_Text shown_

Sometimes I think it would be interesting to put an odometer on my wheelbarrow. I must push it miles. I fill it with weeds in the veggie patch and push it up to the chook pen to empty it. The chooks go crazy scratching through the weeds and dirt, eating the greens and grubs. When Floss is here, loads of horse poo from her paddock also get barrowed to the chook pen and dumped. The chooks scratch through that as well. The same with the soiled bedding from the goats’ shed. All piled into the wheelbarrow, pushed up to the chook pen and dumped. The chooks work their magic on it all then. Scratching around and combining it all, adding extra nutrients in the form of chook poo, eating the grubs and weed seeds.
The goats like to ‘help’ with the barrowing.
There is a slight slope on the chook yard so gravity and chook-scratching do their work in slowly piling the whole mixture in the bottom corner. From there I take over again. I shovel the mix back into the wheelbarrow and dump it on the garden. Lazy compost I call it. It would be better if the chooks did a more thorough job of eating the weed seeds. But they don’t, so the weeds germinate in my garden beds and I pull them out, fill the wheelbarrow, push it up to the chook pen, dump it … you know how it goes from here.
In an ideal world, there wouldn’t be a hill or much distance of any kind, between the chook pen and the veg patch. But the chook pen was there when we bought the place. It’s a deluxe affair, completely enclosed and fox proof, with two swish houses (neither of which the chooks sleep in, I should add; they sleep on the roof of the small shed, despite my many and rather determined efforts to train them otherwise). It also contains a small orchard of fruit trees - apricot, plum, peach, pear, nectarine, quince and apples. I’m not about to move the chook pen. The veggie garden is where I established it. Yes, I could have chosen to put it closer to the chook pen and soft fruit orchard. Instead, I chose to build it lower down the slope, close to the house, where I can look out the kitchen window at all the jobs that need doing and duck out to pick a few beans or herbs for dinner. So, I push the wheelbarrow between the two, weeds going one way, lazy compost going the other. Perhaps making the composting method not so lazy after all.

_Recorded data_
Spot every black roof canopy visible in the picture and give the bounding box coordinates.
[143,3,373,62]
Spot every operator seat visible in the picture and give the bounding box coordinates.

_Work required_
Resume the piece about barrowing weeds and lazy compost between the chook pen and the veggie patch, starting after its final sentence.

_Task output_
Of course I could build hot compost heaps in the veggie patch, thus killing the weed seeds and saving myself so much barrowing, but then the chooks wouldn’t get all the fun of scratching nor the greens and protein from the weeds and grubs. And I wouldn’t have the pleasure of watching them enjoying themselves. I admit my system is flawed but it is still a good one and it works for me. For now at least. I do supplement my lazy compost with the plastic bin type compost, in which I put things I know the chooks shouldn’t have, such as rhubarb leaves, and things I want to add to my garden but not via the lazy compost method, such as seaweed, as well as the scrapings from underneath where the chooks sleep, which is far too rich to go straight onto the garden.
That compost too - the stuff from the black compost bins - gets loaded into the wheelbarrow and taken to the veggie patch. Deliveries of mulch for the garden? Shovelled into the wheelbarrow and carted to where it is needed. Bales of pea straw to mulch the citrus trees? Same.
And in autumn and spring, when we are busy raking leaves and sticks and burning them, I again find myself pushing the wheelbarrow. The other wood that we burn, the logs that come into the house to be burnt as fuel to warm the house in the depths of winter, also travel from the woodshed in the wheelbarrow. Usually, it’s Rob pushing it on those occasions though. Which I guess means the wheelbarrow works harder than me.
See you outside,
Jill
Making do with making do! 👍🏻
A gentle cycle of life. With a few bites of the cherry. Lovely story.